> [Direction]: Send each entry back exactly as given, pictures excluded.

================================

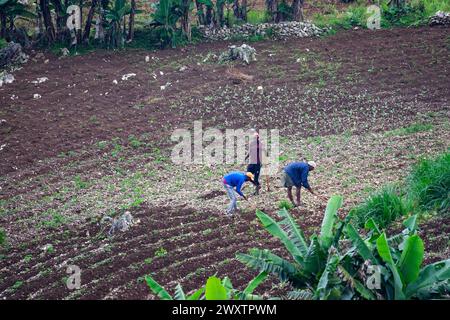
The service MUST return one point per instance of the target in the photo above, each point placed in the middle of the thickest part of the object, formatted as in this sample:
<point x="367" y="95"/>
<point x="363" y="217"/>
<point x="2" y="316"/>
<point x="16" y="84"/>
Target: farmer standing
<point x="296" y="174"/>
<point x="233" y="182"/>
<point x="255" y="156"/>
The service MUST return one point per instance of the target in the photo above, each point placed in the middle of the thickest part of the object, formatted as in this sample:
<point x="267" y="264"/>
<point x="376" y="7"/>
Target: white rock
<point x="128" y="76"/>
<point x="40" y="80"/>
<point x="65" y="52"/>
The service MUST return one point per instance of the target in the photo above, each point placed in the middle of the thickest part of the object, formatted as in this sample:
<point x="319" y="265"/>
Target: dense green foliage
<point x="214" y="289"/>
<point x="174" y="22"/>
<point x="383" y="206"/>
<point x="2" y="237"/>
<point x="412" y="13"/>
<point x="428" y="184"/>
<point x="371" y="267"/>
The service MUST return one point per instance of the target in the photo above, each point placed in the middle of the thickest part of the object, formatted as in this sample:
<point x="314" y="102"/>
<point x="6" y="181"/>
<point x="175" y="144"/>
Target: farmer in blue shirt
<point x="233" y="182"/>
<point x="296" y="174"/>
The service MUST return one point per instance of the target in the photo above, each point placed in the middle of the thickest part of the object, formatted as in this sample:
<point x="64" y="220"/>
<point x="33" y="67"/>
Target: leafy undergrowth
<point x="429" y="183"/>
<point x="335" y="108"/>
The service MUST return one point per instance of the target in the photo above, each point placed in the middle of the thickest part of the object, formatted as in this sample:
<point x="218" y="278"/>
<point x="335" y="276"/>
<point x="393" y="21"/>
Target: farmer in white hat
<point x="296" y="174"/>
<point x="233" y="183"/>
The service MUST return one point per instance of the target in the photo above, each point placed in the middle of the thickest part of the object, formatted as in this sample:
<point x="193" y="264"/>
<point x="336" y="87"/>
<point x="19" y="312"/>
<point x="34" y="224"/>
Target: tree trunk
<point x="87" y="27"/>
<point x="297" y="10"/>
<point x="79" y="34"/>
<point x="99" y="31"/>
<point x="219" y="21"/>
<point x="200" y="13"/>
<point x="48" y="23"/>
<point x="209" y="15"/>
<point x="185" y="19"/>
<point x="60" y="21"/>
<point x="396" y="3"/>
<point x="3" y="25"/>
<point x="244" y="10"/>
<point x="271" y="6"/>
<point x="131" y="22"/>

================================

> [Task output]:
The service MUST return one point per instance of the target in the photo above, each point placed in the middle of the thickest part of the object, formatted as in this sample:
<point x="367" y="95"/>
<point x="363" y="217"/>
<point x="2" y="316"/>
<point x="16" y="84"/>
Target: farmer standing
<point x="296" y="174"/>
<point x="233" y="182"/>
<point x="255" y="156"/>
The service MUST return one point per instance of the target in the photo above, each point placed in the middle of the thickest part of the object, formatted as in this sample:
<point x="267" y="264"/>
<point x="376" y="7"/>
Target: white rock
<point x="128" y="76"/>
<point x="40" y="80"/>
<point x="65" y="52"/>
The service MUST return one point per instance of the target in the photo above, each point placed in the middle of the thickest part of the object, formatted as in this sample:
<point x="319" y="265"/>
Target: dense green foliage
<point x="214" y="289"/>
<point x="174" y="22"/>
<point x="383" y="206"/>
<point x="2" y="237"/>
<point x="412" y="13"/>
<point x="428" y="184"/>
<point x="371" y="267"/>
The service MUST return one point per instance of the target in the photo above, each point placed in the middle of the thickest part of the object, formatted as in this sample:
<point x="314" y="102"/>
<point x="6" y="181"/>
<point x="175" y="144"/>
Target: farmer in blue shirt
<point x="233" y="182"/>
<point x="296" y="174"/>
The service MUST return one point per instance of the target in the photo above, each point placed in the middle of the thickest part of the object, formatted as in this sample:
<point x="64" y="220"/>
<point x="33" y="67"/>
Target: leafy undergrowth
<point x="429" y="183"/>
<point x="335" y="108"/>
The service MUST return one point per instance of the target in the photo above, each point placed in the middle of the thickest part of the object, formatted as in this sample:
<point x="218" y="278"/>
<point x="335" y="276"/>
<point x="393" y="21"/>
Target: farmer in white hat
<point x="296" y="174"/>
<point x="233" y="183"/>
The service MUST return one point per instance of the target in the photo above, each point placed in the middle of the thickest part of the object, formatted as in this sample:
<point x="193" y="264"/>
<point x="336" y="87"/>
<point x="19" y="312"/>
<point x="34" y="224"/>
Target: tree trunk
<point x="87" y="27"/>
<point x="297" y="10"/>
<point x="79" y="34"/>
<point x="99" y="31"/>
<point x="219" y="21"/>
<point x="200" y="13"/>
<point x="48" y="23"/>
<point x="209" y="15"/>
<point x="185" y="19"/>
<point x="60" y="21"/>
<point x="396" y="3"/>
<point x="3" y="25"/>
<point x="244" y="10"/>
<point x="271" y="6"/>
<point x="131" y="22"/>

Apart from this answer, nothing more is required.